Données affichées:
┄┄┄┄┄┄┄┄┄┄┄┄┄┄┄┄┄┄┄┄

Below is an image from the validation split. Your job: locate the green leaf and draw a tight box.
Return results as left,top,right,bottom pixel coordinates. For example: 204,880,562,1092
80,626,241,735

┄┄┄┄┄┄┄┄┄┄┄┄┄┄┄┄┄┄┄┄

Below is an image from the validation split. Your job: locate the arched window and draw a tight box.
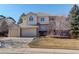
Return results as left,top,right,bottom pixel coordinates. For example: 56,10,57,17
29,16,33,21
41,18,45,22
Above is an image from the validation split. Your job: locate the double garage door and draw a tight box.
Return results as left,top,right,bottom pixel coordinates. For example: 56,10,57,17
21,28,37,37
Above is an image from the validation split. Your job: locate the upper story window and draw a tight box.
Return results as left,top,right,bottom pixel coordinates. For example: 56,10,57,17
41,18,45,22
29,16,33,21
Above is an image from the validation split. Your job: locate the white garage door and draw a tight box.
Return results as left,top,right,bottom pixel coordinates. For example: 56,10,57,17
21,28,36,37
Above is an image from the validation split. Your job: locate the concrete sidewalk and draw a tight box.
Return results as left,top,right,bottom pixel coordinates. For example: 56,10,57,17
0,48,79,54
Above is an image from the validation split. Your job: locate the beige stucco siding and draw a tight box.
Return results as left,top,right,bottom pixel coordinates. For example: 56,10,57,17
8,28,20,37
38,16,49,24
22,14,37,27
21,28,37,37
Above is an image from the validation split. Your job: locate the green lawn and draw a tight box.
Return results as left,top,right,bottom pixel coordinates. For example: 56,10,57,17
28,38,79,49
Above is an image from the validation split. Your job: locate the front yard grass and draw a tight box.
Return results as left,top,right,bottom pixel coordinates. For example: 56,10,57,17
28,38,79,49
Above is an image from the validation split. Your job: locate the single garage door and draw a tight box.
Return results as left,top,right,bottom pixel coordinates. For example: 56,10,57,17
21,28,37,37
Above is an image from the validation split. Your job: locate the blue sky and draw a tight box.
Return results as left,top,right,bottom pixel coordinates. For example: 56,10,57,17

┄┄┄┄┄┄┄┄┄┄┄┄┄┄┄┄┄┄┄┄

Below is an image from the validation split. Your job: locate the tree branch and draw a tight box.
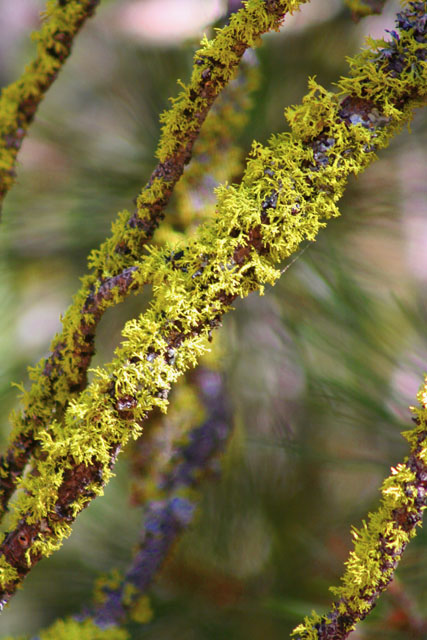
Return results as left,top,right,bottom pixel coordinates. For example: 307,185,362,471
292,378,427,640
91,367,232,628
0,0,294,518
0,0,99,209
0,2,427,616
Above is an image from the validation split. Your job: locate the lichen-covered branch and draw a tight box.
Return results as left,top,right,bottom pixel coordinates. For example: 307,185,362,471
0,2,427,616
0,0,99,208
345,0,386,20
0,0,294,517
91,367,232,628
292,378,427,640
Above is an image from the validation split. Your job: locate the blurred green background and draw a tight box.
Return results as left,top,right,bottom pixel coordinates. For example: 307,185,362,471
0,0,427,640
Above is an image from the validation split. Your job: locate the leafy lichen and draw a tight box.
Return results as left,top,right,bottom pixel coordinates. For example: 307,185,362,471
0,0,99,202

┄┄┄┄┄┄┄┄┄┄┄┄┄┄┄┄┄┄┄┄

L'exercice:
Présentez en CSV à deux colonnes, enonce et reponse, le passage du matériel ci-dessus qui va de la ligne contenant "double garage door and draw a tight box." jusqu'à celle contenant "21,28,36,37", bornes comprises. Chaque texte et sa réponse occupent une rangée, chacun dans un champ entre guillemets, avec les sauts de ligne remplacés par des espaces.

Résultat obtenu:
enonce,reponse
"Above is an image from the validation split. Your job: locate the double garage door and draw a tight box. Return results as left,top,right,bottom pixel coordinates. For example: 56,10,57,17","21,28,37,37"
"Above is an image from the validation split. Your job: locate the upper story window and draw a tight box. Return results as left,top,right,bottom pixel coordinates. For example: 56,10,57,17","41,18,45,22 29,16,33,21"
"Above is an image from the validation split. Your job: locate the white garage door and draw a tight box. Return results as left,top,right,bottom pixel coordinates. For example: 56,10,57,17","21,28,36,37"